Les trois conseillers fédéraux qui aimeraient depuis longtemps apparaître sur la photo de groupe des chefs d’Etat de l’UE ne se gênent pas de dire ce qu’ils pensent dans leurs discours du 1er-Août. Ainsi Moritz Leuenberger, tout comme le think tank du grand capital, a affirmé que la voie bilatérale «touchait à sa fin» et que la Suisse devait «prévoir un nouveau rapprochement avec l’UE» (NZZ du 2 août). Selon ce journal, Leuenberger est allé jusqu’à affirmer que nous devions à l’UE «une paix durable avec nos voisins», comme si n’importe quel écolier ne savait pas que notre pays vit en paix avec ses voisins depuis 200 ans. Pour que la Suisse s’approche de l’objectif de l’adhésion à l’UE en regroupant en régions ses petites structures, Leuenberger souhaite un renforcement des villes et des agglomérations et s’est moqué, à l’instar des universitaires prétentieux de la ville de Zurich, des «symboles et mythes campagnards» qui caractérisent trop fortement notre pays. Il s’est surtout attaqué au «mythe du monde intact des montagnes» car celui-ci a permis d’aboutir à l’Initiative pour la protection des régions alpines contre le trafic de transit alors qu’il jugeait absurde de limiter aux Alpes la réduction du trafic. Déclaration remar­quable du chef du Département des transports qui, depuis des années, ne tient sciemment pas compte de l’article sur la protection des Alpes pourtant inscrit dans la Constitution afin de céder à ces messieurs de ­Bruxelles. Mais ceux qui connaissent l’agenda européen et le nouveau projet de pro­gramme du PS ne s’étonnent plus de rien.

- Objectifs
(1) Dans le texte sur les discours du 1er-Août, quel journal est cité comme source des propos de Moritz Leuenberger ?
(2) Poursuivez le texte sur les discours du 1er-Août à partir de sa dernière phrase.

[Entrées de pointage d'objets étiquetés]
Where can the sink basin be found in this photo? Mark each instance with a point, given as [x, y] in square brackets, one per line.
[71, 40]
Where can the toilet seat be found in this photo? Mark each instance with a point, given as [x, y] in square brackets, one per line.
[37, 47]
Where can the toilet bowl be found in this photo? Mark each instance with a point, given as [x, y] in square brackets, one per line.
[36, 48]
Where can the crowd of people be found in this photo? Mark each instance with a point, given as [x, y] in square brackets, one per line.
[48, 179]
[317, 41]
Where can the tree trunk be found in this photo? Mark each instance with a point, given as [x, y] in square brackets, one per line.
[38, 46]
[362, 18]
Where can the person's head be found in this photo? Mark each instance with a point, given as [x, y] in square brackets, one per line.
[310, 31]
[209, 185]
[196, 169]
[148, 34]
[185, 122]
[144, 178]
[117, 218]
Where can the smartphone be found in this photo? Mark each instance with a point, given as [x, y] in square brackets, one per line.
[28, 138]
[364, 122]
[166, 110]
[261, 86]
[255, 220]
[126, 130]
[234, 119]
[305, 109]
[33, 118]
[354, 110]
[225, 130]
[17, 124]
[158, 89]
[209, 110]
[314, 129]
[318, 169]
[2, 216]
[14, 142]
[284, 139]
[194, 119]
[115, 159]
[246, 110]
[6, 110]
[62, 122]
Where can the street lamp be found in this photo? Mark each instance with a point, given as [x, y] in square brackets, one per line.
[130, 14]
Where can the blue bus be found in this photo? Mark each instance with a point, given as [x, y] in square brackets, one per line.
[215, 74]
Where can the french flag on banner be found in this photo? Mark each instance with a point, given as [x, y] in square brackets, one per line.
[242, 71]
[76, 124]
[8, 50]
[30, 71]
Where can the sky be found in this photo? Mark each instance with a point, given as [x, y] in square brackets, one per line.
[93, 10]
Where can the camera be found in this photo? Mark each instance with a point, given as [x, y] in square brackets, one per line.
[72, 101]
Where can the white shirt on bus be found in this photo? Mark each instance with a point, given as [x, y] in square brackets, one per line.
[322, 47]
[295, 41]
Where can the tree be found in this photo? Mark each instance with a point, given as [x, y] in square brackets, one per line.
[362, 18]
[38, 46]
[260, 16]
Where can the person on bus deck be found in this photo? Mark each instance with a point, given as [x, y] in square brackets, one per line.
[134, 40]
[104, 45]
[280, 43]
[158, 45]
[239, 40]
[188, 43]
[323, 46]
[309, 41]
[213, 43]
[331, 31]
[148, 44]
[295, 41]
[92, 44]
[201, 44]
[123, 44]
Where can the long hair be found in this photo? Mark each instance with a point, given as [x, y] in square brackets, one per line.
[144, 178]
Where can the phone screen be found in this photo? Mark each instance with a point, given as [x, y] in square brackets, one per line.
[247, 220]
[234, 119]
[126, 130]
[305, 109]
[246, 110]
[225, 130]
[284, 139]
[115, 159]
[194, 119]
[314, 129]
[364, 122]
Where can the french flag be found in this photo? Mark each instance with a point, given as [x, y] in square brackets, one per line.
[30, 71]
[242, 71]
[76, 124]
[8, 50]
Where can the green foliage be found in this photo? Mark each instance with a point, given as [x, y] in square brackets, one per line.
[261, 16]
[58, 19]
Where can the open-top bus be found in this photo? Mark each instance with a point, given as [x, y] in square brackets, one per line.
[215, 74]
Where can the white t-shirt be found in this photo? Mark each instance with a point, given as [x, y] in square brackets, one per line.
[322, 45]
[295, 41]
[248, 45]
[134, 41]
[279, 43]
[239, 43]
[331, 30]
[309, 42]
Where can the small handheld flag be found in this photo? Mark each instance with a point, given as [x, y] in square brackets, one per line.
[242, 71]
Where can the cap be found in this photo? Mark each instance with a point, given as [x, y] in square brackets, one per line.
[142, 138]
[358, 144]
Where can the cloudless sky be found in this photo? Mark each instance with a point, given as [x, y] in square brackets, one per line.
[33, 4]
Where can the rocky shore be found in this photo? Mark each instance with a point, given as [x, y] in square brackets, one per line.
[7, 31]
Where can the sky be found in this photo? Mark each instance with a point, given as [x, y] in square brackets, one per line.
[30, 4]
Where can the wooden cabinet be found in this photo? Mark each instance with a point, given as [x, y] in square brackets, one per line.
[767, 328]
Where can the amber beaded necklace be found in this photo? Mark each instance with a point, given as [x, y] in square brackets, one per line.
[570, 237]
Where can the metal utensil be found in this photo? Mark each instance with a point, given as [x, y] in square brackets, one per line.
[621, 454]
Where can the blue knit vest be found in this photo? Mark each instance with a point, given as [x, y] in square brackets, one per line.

- Réponses par tâche
(1) La NZZ, dans son édition du 2 août.

(2)
Egalement sur la même longueur d’onde qu’Avenir Suisse, la présidente de la Confédération et cheffe du Département de l’économie Doris Leuthard a appelé à un «débat constructif» sur la question de savoir «ce que devraient être nos rapports avec nos voisins dans un monde en mutation». Ce n’est pas étonnant car depuis longtemps, Doris Leuthard se fait la propagandiste infati­gable d’un développement sans limites de l’économie globale, de l’extension du régime de l’OMC et de son libre-échange agri­cole (Cycle de Doha) au détriment des pays ­pauvres et de l’agriculture des petites exploitations, ce en quoi elle s’oppose fondamentalement aux conclusions du Rapport sur l’agriculture mondiale. Elle défend également un accord de libre-échange agricole avec l’UE qui, selon ses propres dires, entraînerait la disparition d’au moins la moitié des exploitations suisses.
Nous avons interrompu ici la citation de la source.